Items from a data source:
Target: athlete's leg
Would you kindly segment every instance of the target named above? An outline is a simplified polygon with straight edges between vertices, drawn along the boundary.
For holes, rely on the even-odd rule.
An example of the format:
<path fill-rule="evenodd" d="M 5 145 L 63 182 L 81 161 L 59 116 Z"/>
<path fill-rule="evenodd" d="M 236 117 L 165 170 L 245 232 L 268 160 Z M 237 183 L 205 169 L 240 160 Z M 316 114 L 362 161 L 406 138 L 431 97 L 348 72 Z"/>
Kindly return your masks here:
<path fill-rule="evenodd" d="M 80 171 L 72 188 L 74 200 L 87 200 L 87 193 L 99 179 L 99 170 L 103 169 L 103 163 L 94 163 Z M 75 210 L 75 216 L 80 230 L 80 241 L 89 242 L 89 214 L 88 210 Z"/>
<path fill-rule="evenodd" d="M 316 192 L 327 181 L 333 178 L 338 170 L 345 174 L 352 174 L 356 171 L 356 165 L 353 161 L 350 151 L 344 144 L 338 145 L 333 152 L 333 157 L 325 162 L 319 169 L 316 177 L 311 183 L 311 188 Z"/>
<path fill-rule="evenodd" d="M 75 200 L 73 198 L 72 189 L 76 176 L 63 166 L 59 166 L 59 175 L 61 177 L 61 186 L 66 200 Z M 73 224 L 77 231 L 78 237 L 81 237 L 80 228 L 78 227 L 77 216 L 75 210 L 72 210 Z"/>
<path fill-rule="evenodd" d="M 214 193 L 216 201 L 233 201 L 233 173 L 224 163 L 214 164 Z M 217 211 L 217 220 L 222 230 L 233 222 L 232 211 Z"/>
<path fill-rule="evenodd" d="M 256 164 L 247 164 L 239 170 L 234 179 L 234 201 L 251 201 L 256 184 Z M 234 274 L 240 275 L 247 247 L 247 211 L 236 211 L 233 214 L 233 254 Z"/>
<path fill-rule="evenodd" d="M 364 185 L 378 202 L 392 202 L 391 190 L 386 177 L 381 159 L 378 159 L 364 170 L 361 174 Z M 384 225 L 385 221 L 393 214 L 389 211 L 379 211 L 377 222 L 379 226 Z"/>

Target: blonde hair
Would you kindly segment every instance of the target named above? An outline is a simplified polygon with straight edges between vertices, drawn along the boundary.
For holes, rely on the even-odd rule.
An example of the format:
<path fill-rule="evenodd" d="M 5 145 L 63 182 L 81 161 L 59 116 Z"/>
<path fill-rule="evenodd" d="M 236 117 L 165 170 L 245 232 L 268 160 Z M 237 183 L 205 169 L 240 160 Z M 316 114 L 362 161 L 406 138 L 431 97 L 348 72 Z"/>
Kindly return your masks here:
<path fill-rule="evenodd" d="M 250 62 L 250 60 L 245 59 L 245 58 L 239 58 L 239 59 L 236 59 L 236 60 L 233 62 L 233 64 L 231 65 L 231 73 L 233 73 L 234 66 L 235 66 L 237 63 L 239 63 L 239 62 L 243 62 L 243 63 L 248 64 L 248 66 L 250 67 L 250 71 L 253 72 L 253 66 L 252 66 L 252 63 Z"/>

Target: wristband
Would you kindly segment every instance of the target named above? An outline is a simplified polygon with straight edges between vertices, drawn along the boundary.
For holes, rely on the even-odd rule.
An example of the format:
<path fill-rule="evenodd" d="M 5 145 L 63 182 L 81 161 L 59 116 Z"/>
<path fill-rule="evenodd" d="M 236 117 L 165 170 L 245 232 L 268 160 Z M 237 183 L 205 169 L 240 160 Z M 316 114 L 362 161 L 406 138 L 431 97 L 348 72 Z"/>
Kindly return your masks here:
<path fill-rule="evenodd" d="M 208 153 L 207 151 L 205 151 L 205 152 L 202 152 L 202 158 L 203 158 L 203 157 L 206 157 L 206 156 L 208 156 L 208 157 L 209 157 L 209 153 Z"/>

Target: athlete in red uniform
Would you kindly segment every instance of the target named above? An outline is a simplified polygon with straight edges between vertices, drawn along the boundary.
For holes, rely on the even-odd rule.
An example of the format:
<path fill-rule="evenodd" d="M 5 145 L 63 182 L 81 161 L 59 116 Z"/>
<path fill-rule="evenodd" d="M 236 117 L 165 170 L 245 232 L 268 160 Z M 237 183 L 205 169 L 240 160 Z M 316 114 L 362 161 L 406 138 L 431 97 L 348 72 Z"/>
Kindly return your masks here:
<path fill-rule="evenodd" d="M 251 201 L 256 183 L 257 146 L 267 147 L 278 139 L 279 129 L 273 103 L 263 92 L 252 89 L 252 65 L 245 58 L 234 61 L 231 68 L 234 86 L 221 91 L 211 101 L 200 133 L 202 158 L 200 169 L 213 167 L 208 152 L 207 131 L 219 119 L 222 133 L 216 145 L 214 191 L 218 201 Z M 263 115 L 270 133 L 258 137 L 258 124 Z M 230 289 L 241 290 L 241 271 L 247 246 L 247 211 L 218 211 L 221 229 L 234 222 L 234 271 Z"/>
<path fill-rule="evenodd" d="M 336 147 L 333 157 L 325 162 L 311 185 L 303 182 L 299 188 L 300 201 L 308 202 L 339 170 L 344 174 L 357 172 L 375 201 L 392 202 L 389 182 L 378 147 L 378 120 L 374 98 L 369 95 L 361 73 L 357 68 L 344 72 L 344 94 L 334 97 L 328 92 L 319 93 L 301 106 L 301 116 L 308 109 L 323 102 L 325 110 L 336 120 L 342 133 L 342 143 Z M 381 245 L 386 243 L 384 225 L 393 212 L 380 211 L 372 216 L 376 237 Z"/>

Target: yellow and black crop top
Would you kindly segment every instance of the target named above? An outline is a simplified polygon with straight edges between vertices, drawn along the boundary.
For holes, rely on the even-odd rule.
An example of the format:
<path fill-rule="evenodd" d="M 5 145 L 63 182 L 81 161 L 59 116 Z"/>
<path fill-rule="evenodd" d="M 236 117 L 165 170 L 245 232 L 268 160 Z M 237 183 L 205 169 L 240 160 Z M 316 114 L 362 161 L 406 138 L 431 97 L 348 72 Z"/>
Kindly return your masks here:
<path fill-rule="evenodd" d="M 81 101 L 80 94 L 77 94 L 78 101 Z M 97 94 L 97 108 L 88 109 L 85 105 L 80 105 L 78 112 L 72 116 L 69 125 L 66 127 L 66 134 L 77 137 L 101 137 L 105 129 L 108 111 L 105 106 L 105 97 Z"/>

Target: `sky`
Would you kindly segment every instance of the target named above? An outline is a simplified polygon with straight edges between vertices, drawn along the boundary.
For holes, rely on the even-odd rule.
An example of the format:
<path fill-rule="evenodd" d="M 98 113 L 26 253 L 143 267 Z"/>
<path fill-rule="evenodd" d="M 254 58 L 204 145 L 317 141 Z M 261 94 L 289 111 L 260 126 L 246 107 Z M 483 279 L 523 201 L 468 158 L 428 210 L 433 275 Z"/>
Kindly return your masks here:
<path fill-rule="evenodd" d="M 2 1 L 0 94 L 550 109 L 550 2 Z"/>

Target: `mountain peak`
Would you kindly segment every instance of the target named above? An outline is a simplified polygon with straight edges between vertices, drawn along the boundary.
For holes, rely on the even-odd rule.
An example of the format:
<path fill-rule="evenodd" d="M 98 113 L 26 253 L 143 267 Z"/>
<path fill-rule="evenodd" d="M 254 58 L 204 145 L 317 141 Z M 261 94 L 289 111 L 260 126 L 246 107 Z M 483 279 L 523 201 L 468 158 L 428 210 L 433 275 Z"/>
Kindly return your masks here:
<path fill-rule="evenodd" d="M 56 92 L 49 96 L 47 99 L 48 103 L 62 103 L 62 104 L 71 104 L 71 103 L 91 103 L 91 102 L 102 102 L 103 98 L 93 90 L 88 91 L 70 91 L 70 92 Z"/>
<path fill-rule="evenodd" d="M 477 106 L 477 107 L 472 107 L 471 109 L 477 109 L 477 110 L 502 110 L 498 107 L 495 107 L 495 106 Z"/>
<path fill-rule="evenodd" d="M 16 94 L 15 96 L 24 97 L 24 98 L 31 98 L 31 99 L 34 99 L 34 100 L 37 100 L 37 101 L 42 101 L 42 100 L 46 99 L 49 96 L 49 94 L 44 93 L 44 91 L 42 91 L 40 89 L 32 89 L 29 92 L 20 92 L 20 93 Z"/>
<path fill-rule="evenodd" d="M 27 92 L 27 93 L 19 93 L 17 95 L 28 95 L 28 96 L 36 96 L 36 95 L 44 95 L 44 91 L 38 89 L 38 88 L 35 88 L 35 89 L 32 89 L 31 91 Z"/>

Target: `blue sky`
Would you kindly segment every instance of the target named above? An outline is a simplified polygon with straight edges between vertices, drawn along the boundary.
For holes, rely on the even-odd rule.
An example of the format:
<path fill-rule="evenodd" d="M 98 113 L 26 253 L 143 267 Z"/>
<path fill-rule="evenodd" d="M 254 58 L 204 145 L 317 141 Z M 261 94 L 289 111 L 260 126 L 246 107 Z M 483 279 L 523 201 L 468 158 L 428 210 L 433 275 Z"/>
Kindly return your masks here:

**Problem requirements**
Lines containing "athlete" in the records above: how many are there? Give only the number.

**Solution below**
2